*** SUPPLIED PASSAGE ***
Collaboration between the Finnish Center for Artificial Intelligence FCAI, dental equipment manufacturer Planmeca and Tampere University Hospital (TAYS) will soon make the work of radiologists, mouth and jaw surgeons and dentists easier, in addition to making the treatment of mouth illnesses even safer.
Together with experts from Planmeca and TAYS, researchers at FCAI have developed a method to help locate the nerve canal of the lower jaw, i.e. mandibular canal. This facilitates the placement of teeth implants, for example. A dentist placing a tooth implant must know the exact location of the mandibular canal in order to plan the size and position of the implant and the entire procedure.
Specialised dentist Jorma Järnstedt from Tampere University Hospital specialises in radiology and dental, oral and maxillofacial diseases. He reveals that for a hospital radiologist, locating the nerve canal is a routine procedure that must be done for each patient.
*** MATERIAL PROVIDED ***
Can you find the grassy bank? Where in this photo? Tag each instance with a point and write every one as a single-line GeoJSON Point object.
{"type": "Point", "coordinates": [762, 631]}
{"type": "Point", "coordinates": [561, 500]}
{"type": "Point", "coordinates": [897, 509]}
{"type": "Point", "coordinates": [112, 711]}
***
*** MATERIAL PROVIDED ***
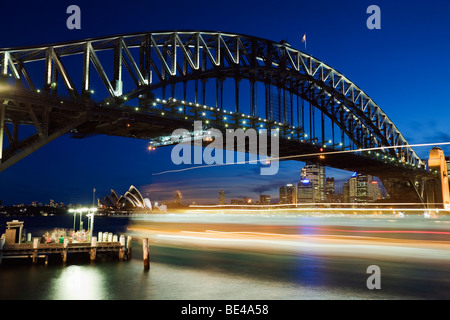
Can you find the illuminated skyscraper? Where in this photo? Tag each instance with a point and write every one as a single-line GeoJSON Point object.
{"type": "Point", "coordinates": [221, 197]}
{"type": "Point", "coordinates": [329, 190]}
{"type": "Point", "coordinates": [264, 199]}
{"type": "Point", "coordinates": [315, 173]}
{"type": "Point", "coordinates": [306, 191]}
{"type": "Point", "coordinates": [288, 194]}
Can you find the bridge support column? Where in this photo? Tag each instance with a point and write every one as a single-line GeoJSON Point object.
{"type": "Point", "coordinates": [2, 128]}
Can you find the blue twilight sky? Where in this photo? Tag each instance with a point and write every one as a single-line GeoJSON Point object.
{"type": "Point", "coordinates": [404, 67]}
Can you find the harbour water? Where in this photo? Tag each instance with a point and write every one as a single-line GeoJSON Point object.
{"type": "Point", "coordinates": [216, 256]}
***
_TASK STATEMENT_
Reproduce the part of the article on the mandibular canal research from "Collaboration between the" to "the entire procedure.", word for word.

_EXERCISE SOLUTION_
Collaboration between the Finnish Center for Artificial Intelligence FCAI, dental equipment manufacturer Planmeca and Tampere University Hospital (TAYS) will soon make the work of radiologists, mouth and jaw surgeons and dentists easier, in addition to making the treatment of mouth illnesses even safer.
Together with experts from Planmeca and TAYS, researchers at FCAI have developed a method to help locate the nerve canal of the lower jaw, i.e. mandibular canal. This facilitates the placement of teeth implants, for example. A dentist placing a tooth implant must know the exact location of the mandibular canal in order to plan the size and position of the implant and the entire procedure.